**Excerpt to read**

Arron Lewis is accused of capital murder and kidnapping in the death of Beverly Carter in 2014, who disappeared during an appointment to show a home in Scott, east of Little Rock. Lewis' wife, Crystal Lowery, who has filed for divorce, testified Thursday that she wanted Lewis out of their home and took part in a ransom plot he concocted so Lewis could raise enough money to move.

"I don't know why I didn't call the police," said Lowery, who pleaded guilty to kidnapping and first-degree murder in Carter's death and is serving a 30-year term.

Carter's body was found in a shallow grave at a concrete company where Lewis once worked. Shortly after his arrest, he told reporters he did not kill the woman, but when asked why she was targeted, he said "because she was just a woman that worked alone-a rich broker."

Now Lewis and Lowery differ on how Carter came to die.

**About this task**
Reproduce the passage on the trial in Beverly Carter's death word for word, from start to end.

**Stored data**
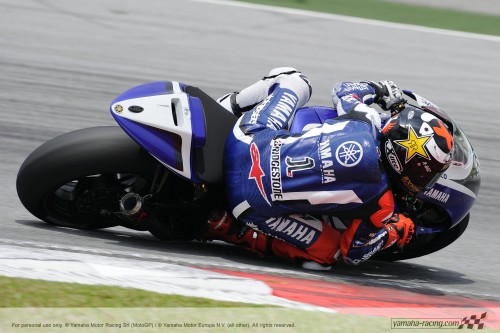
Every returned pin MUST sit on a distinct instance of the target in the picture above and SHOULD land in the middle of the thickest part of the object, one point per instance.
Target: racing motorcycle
(164, 162)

**Solved exercise**
Arron Lewis is accused of capital murder and kidnapping in the death of Beverly Carter in 2014, who disappeared during an appointment to show a home in Scott, east of Little Rock. Lewis' wife, Crystal Lowery, who has filed for divorce, testified Thursday that she wanted Lewis out of their home and took part in a ransom plot he concocted so Lewis could raise enough money to move.

"I don't know why I didn't call the police," said Lowery, who pleaded guilty to kidnapping and first-degree murder in Carter's death and is serving a 30-year term.

Carter's body was found in a shallow grave at a concrete company where Lewis once worked. Shortly after his arrest, he told reporters he did not kill the woman, but when asked why she was targeted, he said "because she was just a woman that worked alone-a rich broker."

Now Lewis and Lowery differ on how Carter came to die.